In case you aren't up on your Sophocles, here's a brief summary:

ANTIGONE is Sophocles' third Theban play, following OEDIPUS THE KING and OEDIPUS AT COLONUS. Antigone is one of the children produced from Oedipus's incestuous relationship with his mother. At the opening of ANTIGONE, her brothers, Etocles and Polynices, have both died fighting on opposite sides of the Thebes civil war. Creon, the current ruler of Thebes and Antigone's uncle, has declared Etocles a hero, but Polynices a traitor, and forbade anyone from burying Polynices' body, an edict that Antigone defies. As punishment, Creon imprisons her in a tomb, where she hangs herself. Upon hearing of her death, Creon's son Haemon (who loved Antigone) tries to kill his father, but when he fails, kills himself instead. Out of mourning for her son, Creon's wife Eurydice also kills herself. No happy ending for anyone.

ANTIGONE PROJECT is a collection of five short scenes, each written by a different playwright, that pick up on one thread of the story. Some are directly related to the original, while others approach it more thematically. Together, the scenes don't each add up to a single cohesive play. It's more like looking at different sides of a prism. For example, in the first scene, Karen Hartman's Hang Ten, Antigone and Ismene are surfer girls, with Antigone forever searching for Polynices out on the waves. My favorite scene was the final one, Red Again, in which Chiori Miyagawa reimagines the end of the story in a way that provides some hope for the future, rather than the pure tragedy of the original.

The theme that ran through every piece, however, was an examination of what happens when we're denied something central to us as people. Antigone is denied the right to bury her brother, an essential part of the grief ritual. In some of the scenes, the consequences of losing this right are highly personal to Antigone and her family. In others, like Red Again, they are blown up to show us the consequences of losing our humanity on a global scale.

I particularly enjoyed the performances by Chris Murray in Medallion and Red Again, Andrea Whittle in Antigone Arkhe, and Seth Rue in A Stone's Throw. The real star, however, was Kay Blankenship's set, which reminded me very much of Mark Dion's "Curiosity Cabinet" at the Oceanographic Museum of Monaco (see pics here). The set is a floor-to-ceiling and nearly wall-to-wall collection of items (some used as props) more or less relevant to different aspects of the story. I wish I'd had more time to examine them all individually. It also served as the backdrop for digital projection in the third piece, Antigone Arkhe, an imaginative Sophoclean version of Night at the Museum.

Overall, ANTIGONE PROJECT is my favorite offering in Profile Theatre's Tanya Barfield season so far (Barfield wrote the second piece, Medallion). If you go, be sure to brush up on your Sophocles beforehand.

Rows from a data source
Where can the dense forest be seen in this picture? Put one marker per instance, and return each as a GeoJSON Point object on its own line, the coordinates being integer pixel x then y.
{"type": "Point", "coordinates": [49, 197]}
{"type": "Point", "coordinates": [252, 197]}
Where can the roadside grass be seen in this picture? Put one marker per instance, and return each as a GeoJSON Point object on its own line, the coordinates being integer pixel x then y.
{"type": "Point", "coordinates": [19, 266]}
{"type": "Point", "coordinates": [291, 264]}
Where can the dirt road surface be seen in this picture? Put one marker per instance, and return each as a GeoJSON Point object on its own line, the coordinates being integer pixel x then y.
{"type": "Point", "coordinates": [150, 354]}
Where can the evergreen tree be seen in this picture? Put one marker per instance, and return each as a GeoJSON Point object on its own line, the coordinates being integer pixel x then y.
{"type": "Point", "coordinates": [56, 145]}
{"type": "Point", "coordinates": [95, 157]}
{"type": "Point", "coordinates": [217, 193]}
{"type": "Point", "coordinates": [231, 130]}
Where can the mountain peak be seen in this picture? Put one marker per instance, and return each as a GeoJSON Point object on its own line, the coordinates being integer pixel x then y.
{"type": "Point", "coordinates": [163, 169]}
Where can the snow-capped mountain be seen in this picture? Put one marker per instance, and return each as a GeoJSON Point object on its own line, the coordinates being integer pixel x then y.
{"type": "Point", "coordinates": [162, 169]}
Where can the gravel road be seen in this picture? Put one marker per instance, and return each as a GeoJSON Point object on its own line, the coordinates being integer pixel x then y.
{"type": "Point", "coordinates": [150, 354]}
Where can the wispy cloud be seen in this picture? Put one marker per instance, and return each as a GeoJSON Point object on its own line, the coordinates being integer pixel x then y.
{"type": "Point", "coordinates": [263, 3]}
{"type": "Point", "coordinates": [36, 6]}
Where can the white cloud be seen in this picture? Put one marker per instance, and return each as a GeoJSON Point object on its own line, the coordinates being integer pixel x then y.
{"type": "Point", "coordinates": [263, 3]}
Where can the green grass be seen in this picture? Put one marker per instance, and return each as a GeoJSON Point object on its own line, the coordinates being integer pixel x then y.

Directive
According to the theater review, which playwright wrote the second piece, Medallion?

Output
Tanya Barfield